## Required task A
From the blog post on Stenbock's werewolf story, list every story the post cites as another nineteenth-century example of the werewolf-as-temptress motif, with its author and year.

## Supplied text
_ _ _ _ _ _ _
Werewolf Wednesday: “The Other Side” by Count Eric Stenbock (1893)

EricStenbock-1-236x300Count Eric Stenbock is remembered primarily for two stories, one about a vampire and the other about werewolves. The former, “The True Story of a Vampire”, is most notable for its overt homosexuality; beyond this, it has little to make it stand out against the likes of Carmilla and Dracuila. Stenbock’s werewolf story, however, is a different matter.

“The Other Side” was published in an 1893 edition of an Oxford literary magazine called The Spirit Lamp. It was possibly influenced by Théophile Gautier’s 1836 story of the vampiress Clarimonde, as both tales depict a character being batted back and forth between a waking world of religious orthodoxy and a dream world of unholy temptations ruled by a beautiful demoness.

Rather than a female vampire, Stenbock uses a female werewolf named Lilith. The werewolf-as-temptress motif was not unusual in the nienteenth century: see also Frederick Marryat’s “The White Wolf of the Hartz Mountains” (1839), Sir Gilbert Campbell’s “The White Wolf of Kostopchin” (1889) and Clemence Housman’s “The Were-Wolf” (1890). Even amongst this company, however, “The Other Side” stands out for the weirdness of its imagery.

The story is subtitled “A Breton Legend” and, although I’ve come across a few sources that take this claim at face value, I have yet to confirm whether Stenbock was inspired by any particular folktale when writing. That said, the story clearly has roots in the fevered world of early modern witch-trials, when sorceresses and devils were believed to hold nightmarish rites together. This is the world in which Eric Stenbock locates his werewolves.
_ _ _ _ _ _ _
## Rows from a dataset
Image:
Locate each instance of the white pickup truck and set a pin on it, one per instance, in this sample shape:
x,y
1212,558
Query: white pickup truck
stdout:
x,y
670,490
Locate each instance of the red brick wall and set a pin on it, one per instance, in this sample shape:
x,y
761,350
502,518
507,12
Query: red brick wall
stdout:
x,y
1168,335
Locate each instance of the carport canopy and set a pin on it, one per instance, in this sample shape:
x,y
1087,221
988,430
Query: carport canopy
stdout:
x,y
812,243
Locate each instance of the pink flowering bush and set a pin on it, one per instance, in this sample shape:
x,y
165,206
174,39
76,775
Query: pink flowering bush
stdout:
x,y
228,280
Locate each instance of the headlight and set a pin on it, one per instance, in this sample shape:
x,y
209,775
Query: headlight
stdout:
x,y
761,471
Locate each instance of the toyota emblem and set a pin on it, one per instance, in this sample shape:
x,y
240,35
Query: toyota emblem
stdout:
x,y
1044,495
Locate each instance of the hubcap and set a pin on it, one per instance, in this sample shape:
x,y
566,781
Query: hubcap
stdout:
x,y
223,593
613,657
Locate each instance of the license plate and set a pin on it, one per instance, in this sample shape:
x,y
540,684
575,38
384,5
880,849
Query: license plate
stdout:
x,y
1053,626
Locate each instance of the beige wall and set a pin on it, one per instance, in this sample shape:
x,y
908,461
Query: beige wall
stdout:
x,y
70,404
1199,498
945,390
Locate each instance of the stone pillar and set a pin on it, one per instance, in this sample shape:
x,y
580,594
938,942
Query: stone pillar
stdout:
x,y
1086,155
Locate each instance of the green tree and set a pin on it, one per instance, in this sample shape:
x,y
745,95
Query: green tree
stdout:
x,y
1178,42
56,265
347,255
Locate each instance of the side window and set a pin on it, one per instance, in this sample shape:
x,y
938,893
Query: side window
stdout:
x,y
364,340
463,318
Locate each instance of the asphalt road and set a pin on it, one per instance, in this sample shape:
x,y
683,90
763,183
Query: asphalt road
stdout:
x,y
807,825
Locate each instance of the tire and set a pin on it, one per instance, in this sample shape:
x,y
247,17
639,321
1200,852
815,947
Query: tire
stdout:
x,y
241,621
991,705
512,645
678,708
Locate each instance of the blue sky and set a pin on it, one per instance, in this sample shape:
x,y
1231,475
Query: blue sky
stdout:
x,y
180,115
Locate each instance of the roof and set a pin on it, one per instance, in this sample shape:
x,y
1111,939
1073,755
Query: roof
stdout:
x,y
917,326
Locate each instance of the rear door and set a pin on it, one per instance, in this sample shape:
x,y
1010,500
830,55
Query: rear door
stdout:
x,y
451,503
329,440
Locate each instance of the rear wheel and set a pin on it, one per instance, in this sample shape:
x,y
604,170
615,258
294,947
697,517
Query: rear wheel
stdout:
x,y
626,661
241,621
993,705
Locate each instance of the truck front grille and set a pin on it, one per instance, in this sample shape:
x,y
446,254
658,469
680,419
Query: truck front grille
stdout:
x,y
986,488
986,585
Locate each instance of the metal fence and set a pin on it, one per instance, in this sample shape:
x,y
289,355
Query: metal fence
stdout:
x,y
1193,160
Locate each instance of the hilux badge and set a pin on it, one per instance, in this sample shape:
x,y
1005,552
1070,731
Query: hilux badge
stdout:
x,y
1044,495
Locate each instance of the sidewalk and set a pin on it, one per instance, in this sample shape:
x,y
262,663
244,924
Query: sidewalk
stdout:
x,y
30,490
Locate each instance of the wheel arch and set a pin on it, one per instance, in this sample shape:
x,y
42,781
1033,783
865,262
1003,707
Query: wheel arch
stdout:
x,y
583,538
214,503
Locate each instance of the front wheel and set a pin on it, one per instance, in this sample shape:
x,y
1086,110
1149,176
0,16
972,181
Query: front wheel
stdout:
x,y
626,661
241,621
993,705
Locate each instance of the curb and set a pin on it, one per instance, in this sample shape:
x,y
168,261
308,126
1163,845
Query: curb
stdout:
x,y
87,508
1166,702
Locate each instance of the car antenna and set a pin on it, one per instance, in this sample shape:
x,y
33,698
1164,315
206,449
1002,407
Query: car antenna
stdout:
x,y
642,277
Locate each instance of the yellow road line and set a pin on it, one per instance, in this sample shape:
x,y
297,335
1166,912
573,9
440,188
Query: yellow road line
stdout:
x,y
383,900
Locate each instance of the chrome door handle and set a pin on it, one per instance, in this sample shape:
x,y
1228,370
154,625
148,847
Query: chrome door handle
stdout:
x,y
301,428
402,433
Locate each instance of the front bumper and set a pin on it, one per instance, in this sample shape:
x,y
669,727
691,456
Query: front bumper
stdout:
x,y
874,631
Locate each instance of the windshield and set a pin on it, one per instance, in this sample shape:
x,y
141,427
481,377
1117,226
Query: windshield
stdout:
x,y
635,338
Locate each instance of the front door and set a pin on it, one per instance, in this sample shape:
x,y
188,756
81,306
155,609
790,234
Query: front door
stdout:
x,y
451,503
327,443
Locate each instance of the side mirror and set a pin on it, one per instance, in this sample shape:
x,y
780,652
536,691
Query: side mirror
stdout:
_ _ _ _ _ _ _
## Required task B
Reproduce the rows character for character, from the line with "Locate each instance of the windshield" to the final line of the rows.

## Correct output A
- "The White Wolf of the Hartz Mountains" by Frederick Marryat (1839)
- "The White Wolf of Kostopchin" by Sir Gilbert Campbell (1889)
- "The Were-Wolf" by Clemence Housman (1890)

## Correct output B
Locate each instance of the windshield and set a pin on it, one per instance, in this sample shape:
x,y
141,427
481,377
1117,226
Query: windshield
stdout:
x,y
635,338
Locate each instance of the front door and set a pin on it, one per instance, in this sample shape:
x,y
188,756
81,306
155,609
790,234
Query: front door
stdout:
x,y
451,503
327,443
Locate each instance of the side mirror and set a pin on it, one per instance, in this sample shape:
x,y
780,652
536,691
Query: side mirror
stdout:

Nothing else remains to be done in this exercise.